● **What you need to do**: Repeat the data exactly, please; no pictures belong in the copy.

** Opening Exercise data block **

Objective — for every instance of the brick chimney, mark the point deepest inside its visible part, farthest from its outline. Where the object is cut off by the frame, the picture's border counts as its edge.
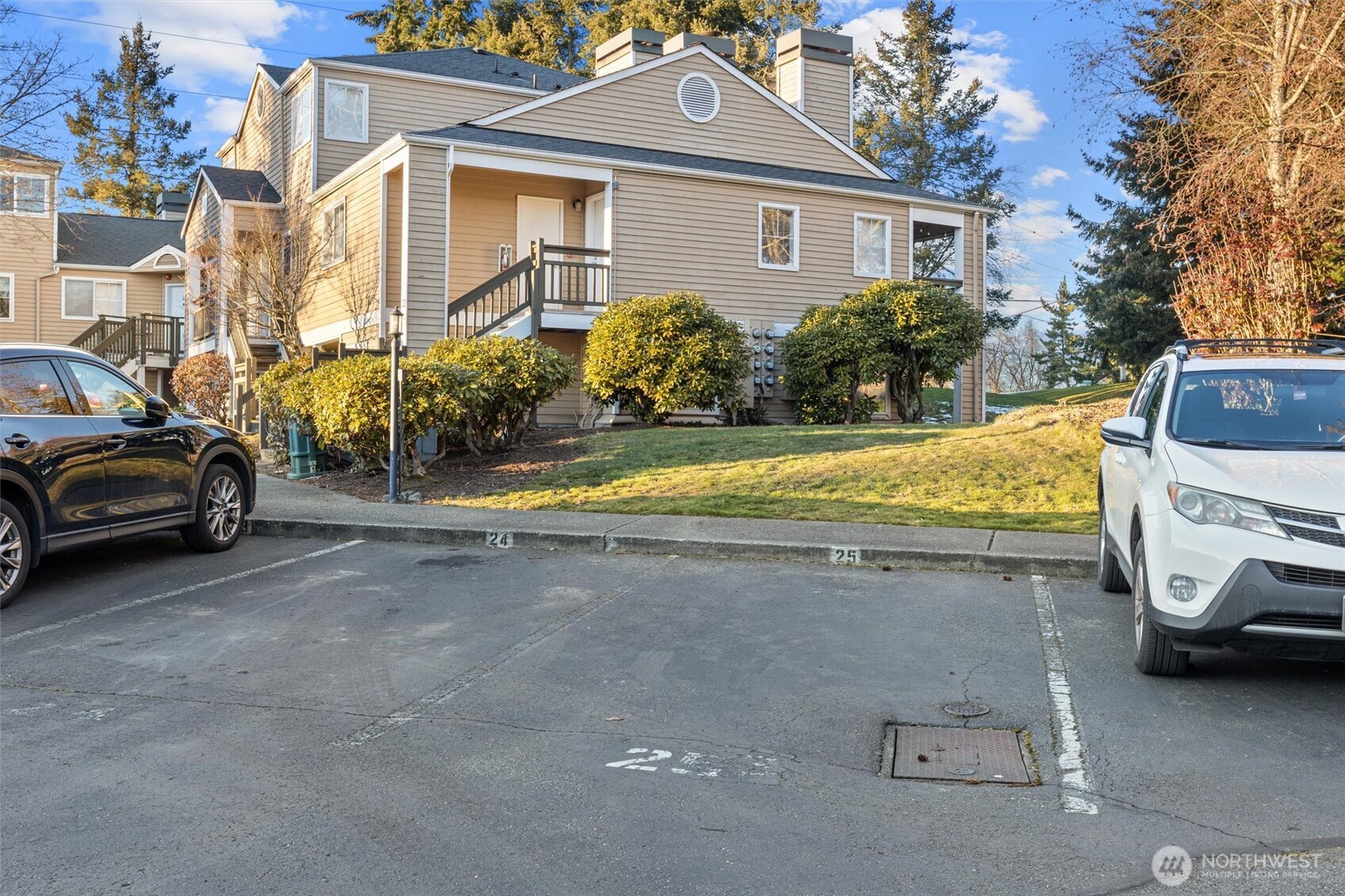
(814, 73)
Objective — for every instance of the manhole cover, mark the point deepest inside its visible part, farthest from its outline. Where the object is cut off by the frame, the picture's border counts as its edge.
(989, 755)
(966, 711)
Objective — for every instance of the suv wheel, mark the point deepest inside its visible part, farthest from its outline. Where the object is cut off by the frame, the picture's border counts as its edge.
(15, 552)
(220, 512)
(1110, 574)
(1154, 651)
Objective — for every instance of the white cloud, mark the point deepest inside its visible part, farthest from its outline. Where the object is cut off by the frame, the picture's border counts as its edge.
(1047, 177)
(1017, 109)
(224, 113)
(198, 62)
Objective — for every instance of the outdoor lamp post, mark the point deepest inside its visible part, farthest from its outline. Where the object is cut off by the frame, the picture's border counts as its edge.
(395, 408)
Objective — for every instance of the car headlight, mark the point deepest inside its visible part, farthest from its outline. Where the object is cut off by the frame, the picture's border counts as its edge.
(1209, 508)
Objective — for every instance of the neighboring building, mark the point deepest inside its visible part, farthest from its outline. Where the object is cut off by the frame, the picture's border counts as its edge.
(108, 284)
(671, 170)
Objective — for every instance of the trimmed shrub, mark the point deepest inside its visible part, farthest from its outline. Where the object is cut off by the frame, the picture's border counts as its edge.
(202, 383)
(659, 354)
(513, 379)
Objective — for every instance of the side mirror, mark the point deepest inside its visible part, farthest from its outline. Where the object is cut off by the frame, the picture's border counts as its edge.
(1126, 432)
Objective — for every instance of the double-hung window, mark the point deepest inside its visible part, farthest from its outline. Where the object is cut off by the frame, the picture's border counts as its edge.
(300, 116)
(872, 246)
(778, 237)
(334, 233)
(23, 194)
(346, 111)
(88, 298)
(6, 298)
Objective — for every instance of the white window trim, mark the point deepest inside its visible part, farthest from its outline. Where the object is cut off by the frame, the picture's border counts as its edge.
(327, 119)
(307, 136)
(46, 196)
(331, 206)
(11, 279)
(96, 281)
(887, 254)
(762, 208)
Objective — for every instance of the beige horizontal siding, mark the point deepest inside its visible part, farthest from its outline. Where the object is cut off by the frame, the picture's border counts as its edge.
(399, 104)
(642, 111)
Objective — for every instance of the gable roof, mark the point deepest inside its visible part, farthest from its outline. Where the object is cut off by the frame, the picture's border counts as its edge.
(642, 156)
(239, 185)
(112, 241)
(467, 63)
(674, 57)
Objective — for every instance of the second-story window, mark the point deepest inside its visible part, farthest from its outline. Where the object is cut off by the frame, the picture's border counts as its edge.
(346, 111)
(23, 194)
(300, 116)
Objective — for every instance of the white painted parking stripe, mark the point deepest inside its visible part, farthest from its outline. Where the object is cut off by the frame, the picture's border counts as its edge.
(1069, 745)
(142, 601)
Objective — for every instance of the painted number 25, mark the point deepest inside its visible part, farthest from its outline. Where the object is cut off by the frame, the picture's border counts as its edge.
(638, 764)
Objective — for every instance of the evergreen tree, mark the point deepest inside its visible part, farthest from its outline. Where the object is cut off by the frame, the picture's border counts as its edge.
(918, 128)
(1061, 349)
(128, 142)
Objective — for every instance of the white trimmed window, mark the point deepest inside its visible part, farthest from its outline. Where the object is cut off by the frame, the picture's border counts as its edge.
(872, 246)
(86, 298)
(23, 194)
(334, 233)
(778, 237)
(301, 116)
(346, 111)
(7, 298)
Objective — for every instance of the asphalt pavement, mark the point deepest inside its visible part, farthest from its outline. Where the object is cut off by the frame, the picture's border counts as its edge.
(306, 716)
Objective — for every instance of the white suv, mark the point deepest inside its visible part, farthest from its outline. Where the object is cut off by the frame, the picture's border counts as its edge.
(1221, 501)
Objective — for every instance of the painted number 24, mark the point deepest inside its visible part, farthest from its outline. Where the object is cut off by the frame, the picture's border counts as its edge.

** Closing Exercise data block **

● **Result below**:
Objective — for every instance of the brick chimney, mark the point deepest inside its visible part, farthest from its outline. Where the object is cut off by the frame, the picture's border counts as its edge.
(814, 73)
Objective — for every instance of the manhole cover, mark the point deepest inside its visible part, farthest from its outline. Where the object is cut off by the frame, the picture's border counts as its edge.
(989, 755)
(966, 711)
Objective — for every instance of the suv wheel, mark the point deepest inside its visible part, farthest from its outline. Where the object is cut off by the frame, the picture's border counts as its edge.
(15, 552)
(220, 512)
(1110, 574)
(1154, 651)
Objective — for every instance of the white cloud, mark the point deepest inside its visible part, farthest from its outline. Where the object is cut off by the frame, the picture's border counts as its edge.
(1047, 177)
(1017, 109)
(224, 113)
(198, 62)
Objective — for every instance of the outdoor lamp post, mark the point deepest inside its visible part, farthest from its outline. Where the object is cut off by the frame, the picture's border counts as its edge.
(395, 408)
Objective — for every instance of the car headlight, mark the point deepest inside its visible part, farthest from its outline. Where the object is cut off by the frame, the picture's border counts as its edge.
(1209, 508)
Objective — for every instance of the neighboring building, mark the point deepest inside its visible part, farthest from its outline. Where the object is cut off by the frame, the picture's border counts as its edge.
(108, 284)
(671, 170)
Objective — for every instance of the trimmed shrub, mark the point deepest inside its visible part, farthest from its outline. Where the object is cut off by the frame, the picture's border counts as its edge.
(202, 383)
(659, 354)
(513, 379)
Objective — for every instance of the side mirror, mark the point deepest inside its visible part, farthest from its outline. Where the object is cut off by the frame, the picture's border counts as its edge.
(1126, 432)
Objective — for every instance of the double-hung window, mark the point deepest inside its visible part, farthest from its outline. Where the object is cut off by the frame, the picture's border counts as its edge.
(300, 116)
(872, 246)
(778, 237)
(334, 233)
(23, 194)
(346, 111)
(88, 298)
(6, 298)
Objective — for every instance of the white window trim, mark the point deepest inside its visible part, farthest from its outline. Where the object is cut off by the frame, the picture's border counts as its edge.
(327, 119)
(307, 136)
(46, 196)
(331, 206)
(11, 279)
(96, 281)
(887, 254)
(762, 208)
Objective — for every instance of the beige horizontal siding, mark the point deepest inside its visible part, farthest from its outline. Where the object is cut off by the frame, the picture's border counts as its edge.
(399, 104)
(642, 111)
Objective — for every instance of the gable roof, mark the point deepest inside its visible part, farthest from its outline. Where the object is cut off by the frame, the picture's border counts as its edge.
(642, 156)
(239, 185)
(112, 241)
(467, 63)
(674, 57)
Objective — for every instance of the second-story window, mark the point deepest inside its visible part, farthest from its outline. Where the object is cut off by the frame, the picture's border counts as its edge.
(346, 111)
(23, 194)
(300, 116)
Objective — for every instance of the white painted parking stripe, mark the point deepest inside its visible part, farthest from its outline. Where the object is cut off by the frame, the picture's border counts as its edge.
(1069, 745)
(142, 601)
Objective — for every instance of the painted number 25, mark the point deepest inside its visible part, farthest from its outline. Where the object is cut off by the frame, the picture's border counts as its edge.
(638, 764)
Objective — for every instance of the evergreen tree, mark the point deepest inside its visible part, farthest from its outline. Where the object is cut off by the frame, the picture's border counts as its edge.
(918, 128)
(1061, 349)
(128, 142)
Objective — for every instance of the white trimmed window, mark the point deepest inside its visible part, farthest from its outline. Where the object is cut off by the frame, the picture's border counts as its edge.
(872, 246)
(86, 298)
(23, 194)
(334, 233)
(778, 237)
(301, 116)
(346, 111)
(7, 298)
Objective — for every instance of the asphalt pavement, mark the point deepest inside its visible part, farthest from its outline. Where the object is cut off by the frame, the picture's border counts as its edge.
(306, 716)
Objective — for every instance of the white suv, mark the point deepest inside its visible part, farthest from its outline. Where the object is cut off by the frame, the picture's border counts as its edge.
(1221, 501)
Objective — for every instance of the painted number 24, mark the point deepest inside its visible part, farthest from its outline. Where the object is cut off by the frame, the picture's border counts as its edge.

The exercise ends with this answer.